PROVIDED RECORDS ->
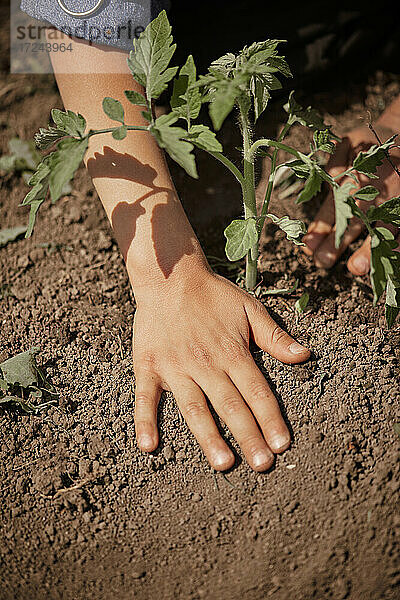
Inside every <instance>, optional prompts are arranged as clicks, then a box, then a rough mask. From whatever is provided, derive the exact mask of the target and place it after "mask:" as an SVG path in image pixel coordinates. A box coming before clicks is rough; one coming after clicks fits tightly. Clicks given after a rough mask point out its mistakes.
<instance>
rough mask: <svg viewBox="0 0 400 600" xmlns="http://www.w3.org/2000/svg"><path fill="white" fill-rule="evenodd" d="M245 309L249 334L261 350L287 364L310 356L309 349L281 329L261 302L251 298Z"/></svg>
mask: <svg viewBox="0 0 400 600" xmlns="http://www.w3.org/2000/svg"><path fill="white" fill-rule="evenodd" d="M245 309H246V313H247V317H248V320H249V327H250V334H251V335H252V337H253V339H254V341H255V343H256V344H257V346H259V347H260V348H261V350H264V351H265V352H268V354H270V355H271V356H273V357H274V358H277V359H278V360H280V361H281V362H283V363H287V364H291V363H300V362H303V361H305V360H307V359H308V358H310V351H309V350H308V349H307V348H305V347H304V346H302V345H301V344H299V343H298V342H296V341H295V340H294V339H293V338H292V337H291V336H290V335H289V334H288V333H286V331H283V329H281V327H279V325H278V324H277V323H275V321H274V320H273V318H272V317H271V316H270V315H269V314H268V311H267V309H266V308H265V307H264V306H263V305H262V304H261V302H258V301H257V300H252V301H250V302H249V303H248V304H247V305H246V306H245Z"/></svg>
--
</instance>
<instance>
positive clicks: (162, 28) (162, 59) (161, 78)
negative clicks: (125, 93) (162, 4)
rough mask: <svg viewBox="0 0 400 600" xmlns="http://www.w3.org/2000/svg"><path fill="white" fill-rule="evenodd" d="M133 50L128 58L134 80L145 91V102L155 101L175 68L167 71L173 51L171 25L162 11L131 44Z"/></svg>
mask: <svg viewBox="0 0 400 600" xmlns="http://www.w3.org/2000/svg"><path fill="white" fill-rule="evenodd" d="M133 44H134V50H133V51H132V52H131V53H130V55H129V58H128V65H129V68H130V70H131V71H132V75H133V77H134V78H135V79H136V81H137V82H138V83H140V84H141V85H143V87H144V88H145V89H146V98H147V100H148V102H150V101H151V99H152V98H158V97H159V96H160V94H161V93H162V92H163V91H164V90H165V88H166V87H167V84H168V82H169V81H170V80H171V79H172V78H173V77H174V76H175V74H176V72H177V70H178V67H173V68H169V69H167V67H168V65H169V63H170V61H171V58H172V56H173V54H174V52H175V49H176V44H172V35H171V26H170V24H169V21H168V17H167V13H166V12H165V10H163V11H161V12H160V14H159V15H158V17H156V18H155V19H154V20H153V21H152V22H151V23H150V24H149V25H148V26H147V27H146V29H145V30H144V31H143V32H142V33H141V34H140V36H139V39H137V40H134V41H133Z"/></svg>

EXERCISE DETAILS -> Write out the lines above from the line that contains "Inside every <instance>, optional" through the line that contains "309L249 334L261 350L287", copying them character for character.

FINISHED TASK ->
Inside every <instance>, optional prompts are arranged as clicks, then a box, then a rough mask. From whatever is provided, derive the exact mask of the target and place it after "mask:" as an SVG path in image pixel coordinates. A box coming before clicks is rough; one coming after clicks fits tightly. Clicks given after a rough mask point out its mistakes.
<instance>
rough mask: <svg viewBox="0 0 400 600" xmlns="http://www.w3.org/2000/svg"><path fill="white" fill-rule="evenodd" d="M245 309L249 334L261 350L287 364L310 356L309 349L281 329L261 302L251 298Z"/></svg>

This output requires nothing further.